EXERCISE AIM: Start at the line that has "Note to the class: find the church" and stop after the line that has "pixel 404 68". Write that stretch of material out again with "photo" swapped for "image" each time it shows up, changing nothing else and leaving out the pictures.

RECORDS SUPPLIED:
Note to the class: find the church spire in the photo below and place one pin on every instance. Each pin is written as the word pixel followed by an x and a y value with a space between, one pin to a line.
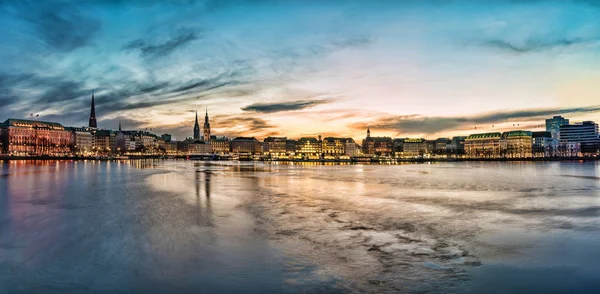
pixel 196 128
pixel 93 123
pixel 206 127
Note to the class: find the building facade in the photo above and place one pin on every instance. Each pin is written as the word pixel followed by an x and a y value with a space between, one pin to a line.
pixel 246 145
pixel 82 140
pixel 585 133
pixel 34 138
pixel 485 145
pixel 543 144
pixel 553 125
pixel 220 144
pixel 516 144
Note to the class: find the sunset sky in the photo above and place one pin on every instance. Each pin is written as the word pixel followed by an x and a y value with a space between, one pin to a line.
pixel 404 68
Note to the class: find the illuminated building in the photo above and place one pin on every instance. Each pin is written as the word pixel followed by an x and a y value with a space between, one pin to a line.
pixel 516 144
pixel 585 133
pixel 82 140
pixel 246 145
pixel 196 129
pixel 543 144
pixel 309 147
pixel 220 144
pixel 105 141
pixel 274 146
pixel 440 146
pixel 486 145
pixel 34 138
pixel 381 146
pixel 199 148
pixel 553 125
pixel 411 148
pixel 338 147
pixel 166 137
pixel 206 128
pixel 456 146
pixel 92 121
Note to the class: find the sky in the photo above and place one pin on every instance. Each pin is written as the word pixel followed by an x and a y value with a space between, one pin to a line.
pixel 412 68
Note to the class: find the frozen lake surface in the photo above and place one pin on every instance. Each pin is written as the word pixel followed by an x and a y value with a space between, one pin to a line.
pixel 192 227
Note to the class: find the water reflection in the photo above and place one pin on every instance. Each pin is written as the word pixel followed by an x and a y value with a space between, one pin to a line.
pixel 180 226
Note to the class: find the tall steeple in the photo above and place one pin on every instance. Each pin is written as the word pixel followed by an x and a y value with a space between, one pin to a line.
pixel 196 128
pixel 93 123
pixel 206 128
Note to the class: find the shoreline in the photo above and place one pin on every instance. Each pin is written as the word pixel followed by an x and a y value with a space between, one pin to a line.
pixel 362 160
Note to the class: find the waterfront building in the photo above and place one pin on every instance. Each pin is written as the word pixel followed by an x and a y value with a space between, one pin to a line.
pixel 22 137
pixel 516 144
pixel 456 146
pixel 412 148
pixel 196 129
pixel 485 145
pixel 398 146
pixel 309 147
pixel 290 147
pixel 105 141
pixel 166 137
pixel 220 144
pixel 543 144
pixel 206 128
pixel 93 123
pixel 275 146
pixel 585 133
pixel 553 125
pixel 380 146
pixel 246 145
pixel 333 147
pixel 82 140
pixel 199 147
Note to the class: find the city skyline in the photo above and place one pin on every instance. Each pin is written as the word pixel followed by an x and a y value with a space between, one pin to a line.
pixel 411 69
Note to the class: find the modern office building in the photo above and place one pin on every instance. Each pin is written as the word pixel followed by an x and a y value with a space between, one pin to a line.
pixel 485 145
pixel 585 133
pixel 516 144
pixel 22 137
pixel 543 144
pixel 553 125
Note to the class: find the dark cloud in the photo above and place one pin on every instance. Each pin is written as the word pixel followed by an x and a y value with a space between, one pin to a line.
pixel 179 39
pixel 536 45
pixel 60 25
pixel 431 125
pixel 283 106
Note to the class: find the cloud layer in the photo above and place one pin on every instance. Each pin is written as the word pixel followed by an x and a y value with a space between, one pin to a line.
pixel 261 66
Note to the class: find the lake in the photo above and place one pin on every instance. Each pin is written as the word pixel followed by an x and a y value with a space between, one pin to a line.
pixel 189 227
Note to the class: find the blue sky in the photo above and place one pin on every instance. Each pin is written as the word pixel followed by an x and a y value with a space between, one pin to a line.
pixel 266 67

--

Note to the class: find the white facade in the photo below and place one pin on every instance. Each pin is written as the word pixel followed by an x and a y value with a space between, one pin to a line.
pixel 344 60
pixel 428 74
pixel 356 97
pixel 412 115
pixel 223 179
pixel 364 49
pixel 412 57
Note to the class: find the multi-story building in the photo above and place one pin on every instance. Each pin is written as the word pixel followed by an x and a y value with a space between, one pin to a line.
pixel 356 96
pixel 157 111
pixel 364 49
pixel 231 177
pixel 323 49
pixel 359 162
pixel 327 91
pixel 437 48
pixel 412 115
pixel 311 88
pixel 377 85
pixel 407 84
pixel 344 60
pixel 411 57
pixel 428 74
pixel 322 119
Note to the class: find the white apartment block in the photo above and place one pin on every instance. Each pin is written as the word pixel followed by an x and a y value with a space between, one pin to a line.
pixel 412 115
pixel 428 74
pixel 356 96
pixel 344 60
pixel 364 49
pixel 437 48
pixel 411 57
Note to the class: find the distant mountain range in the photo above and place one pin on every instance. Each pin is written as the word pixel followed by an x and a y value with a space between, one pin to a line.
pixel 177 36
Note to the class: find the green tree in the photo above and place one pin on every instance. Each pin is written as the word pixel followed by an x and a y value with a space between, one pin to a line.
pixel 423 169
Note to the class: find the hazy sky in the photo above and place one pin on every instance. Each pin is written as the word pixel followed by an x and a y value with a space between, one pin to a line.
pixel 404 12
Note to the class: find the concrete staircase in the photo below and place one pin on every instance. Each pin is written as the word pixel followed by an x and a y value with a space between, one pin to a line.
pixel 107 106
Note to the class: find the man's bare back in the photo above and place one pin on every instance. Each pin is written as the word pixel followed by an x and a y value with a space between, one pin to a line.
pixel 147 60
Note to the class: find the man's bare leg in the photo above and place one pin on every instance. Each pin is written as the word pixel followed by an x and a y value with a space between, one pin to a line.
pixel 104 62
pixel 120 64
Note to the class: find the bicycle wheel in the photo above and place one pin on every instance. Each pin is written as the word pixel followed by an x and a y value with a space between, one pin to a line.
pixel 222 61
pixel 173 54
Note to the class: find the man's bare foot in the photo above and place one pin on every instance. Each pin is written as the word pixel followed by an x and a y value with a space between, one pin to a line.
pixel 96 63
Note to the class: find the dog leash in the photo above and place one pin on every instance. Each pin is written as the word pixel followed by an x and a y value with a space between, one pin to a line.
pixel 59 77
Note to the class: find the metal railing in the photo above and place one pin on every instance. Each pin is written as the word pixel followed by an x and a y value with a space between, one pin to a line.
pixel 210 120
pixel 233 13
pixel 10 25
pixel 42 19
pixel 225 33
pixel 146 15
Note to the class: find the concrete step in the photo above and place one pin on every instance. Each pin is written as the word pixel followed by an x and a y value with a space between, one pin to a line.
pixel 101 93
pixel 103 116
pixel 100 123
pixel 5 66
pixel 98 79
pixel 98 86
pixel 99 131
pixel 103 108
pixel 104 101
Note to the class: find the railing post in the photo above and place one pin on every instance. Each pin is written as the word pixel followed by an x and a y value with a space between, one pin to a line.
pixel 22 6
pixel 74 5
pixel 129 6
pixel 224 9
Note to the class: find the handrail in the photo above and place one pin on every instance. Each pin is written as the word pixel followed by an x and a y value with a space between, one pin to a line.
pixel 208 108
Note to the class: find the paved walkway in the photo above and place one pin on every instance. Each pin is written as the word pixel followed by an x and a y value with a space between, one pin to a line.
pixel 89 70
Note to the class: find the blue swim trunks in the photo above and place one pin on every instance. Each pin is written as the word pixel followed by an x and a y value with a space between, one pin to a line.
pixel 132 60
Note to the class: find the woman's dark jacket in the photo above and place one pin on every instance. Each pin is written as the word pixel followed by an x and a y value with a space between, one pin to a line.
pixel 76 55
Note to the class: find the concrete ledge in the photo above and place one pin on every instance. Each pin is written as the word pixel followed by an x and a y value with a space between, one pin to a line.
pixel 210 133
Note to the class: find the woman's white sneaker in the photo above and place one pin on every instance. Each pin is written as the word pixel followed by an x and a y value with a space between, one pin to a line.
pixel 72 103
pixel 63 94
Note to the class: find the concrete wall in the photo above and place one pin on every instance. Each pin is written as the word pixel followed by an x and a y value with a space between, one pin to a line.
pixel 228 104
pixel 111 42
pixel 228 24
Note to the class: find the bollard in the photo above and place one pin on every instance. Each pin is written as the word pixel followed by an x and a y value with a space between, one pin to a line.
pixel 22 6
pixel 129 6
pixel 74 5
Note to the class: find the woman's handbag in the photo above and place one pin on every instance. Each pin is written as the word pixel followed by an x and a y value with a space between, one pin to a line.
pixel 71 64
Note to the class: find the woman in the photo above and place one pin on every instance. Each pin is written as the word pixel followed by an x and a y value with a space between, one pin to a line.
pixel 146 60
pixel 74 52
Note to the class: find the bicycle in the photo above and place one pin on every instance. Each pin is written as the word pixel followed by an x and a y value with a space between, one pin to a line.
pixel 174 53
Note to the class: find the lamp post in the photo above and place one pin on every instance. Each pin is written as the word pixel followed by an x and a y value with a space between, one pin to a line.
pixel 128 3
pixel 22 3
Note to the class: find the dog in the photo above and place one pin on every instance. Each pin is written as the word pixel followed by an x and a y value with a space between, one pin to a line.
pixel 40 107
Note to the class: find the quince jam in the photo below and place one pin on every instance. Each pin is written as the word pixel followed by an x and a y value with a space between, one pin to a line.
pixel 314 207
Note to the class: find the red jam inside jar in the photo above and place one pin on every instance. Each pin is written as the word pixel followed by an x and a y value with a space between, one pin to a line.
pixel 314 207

...

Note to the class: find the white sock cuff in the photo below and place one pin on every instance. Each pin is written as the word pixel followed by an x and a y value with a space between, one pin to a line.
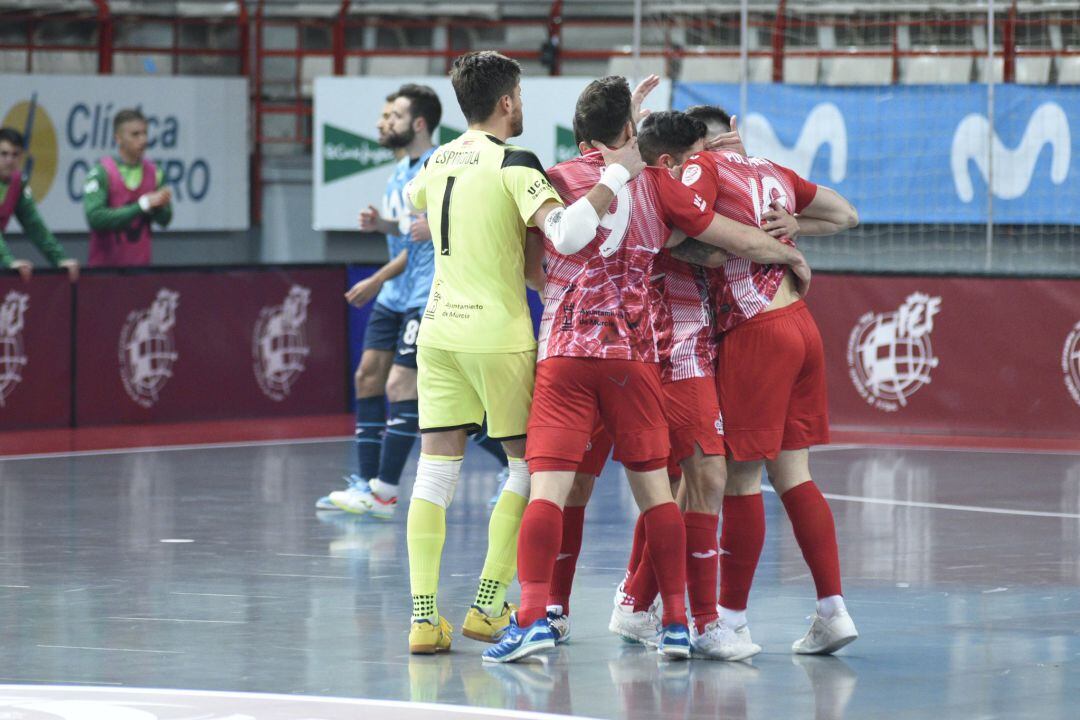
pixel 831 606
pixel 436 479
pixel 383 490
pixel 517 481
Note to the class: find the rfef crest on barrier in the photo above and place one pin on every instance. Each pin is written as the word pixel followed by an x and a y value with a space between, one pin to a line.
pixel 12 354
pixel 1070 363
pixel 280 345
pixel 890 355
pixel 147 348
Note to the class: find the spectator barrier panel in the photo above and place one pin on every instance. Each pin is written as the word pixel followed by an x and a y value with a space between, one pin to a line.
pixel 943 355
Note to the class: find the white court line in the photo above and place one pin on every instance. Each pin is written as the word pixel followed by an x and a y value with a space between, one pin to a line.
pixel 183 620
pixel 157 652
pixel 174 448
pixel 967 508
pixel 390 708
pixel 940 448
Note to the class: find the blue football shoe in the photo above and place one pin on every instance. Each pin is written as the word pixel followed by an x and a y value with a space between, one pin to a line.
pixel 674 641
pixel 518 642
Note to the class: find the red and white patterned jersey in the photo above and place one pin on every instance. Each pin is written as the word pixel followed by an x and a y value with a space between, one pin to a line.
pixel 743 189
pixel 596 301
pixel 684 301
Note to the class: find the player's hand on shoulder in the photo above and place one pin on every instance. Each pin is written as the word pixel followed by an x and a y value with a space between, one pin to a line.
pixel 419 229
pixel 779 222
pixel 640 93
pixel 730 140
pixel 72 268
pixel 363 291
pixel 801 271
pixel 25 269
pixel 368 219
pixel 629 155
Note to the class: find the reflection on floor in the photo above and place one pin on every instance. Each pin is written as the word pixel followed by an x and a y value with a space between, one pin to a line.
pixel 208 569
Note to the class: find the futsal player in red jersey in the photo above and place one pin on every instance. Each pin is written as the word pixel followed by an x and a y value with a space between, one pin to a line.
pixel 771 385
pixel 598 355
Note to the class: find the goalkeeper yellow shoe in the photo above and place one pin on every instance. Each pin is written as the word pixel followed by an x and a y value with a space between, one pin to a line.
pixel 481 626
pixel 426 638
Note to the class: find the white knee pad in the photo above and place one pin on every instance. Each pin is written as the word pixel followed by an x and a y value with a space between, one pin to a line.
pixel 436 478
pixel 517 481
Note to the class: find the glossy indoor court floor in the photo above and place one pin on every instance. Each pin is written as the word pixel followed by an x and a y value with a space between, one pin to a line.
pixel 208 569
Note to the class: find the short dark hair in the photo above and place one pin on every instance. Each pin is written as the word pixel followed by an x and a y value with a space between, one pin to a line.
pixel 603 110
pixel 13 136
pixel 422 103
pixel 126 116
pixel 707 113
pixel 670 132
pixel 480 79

PROBLEM SOLUTION:
Note to the class: find the church spire in the image below and place one pin on every instance. Each pin is written as the word pixel followed by an x and a y value with a space between, one pin to a line.
pixel 196 128
pixel 93 123
pixel 206 127
Note to the class: find the building facade in the image above and place one pin on every instance. Each pin is written as the word pixel followed by an x and a y value with a space between, one pin to a line.
pixel 246 145
pixel 82 140
pixel 585 133
pixel 34 138
pixel 485 145
pixel 543 144
pixel 553 125
pixel 220 144
pixel 516 144
Note to the class: find the sunset sky in the image above and place one pin on every instance. Each pin is written as the word pixel followed by an x and a y value with a space between, one pin to a line.
pixel 404 68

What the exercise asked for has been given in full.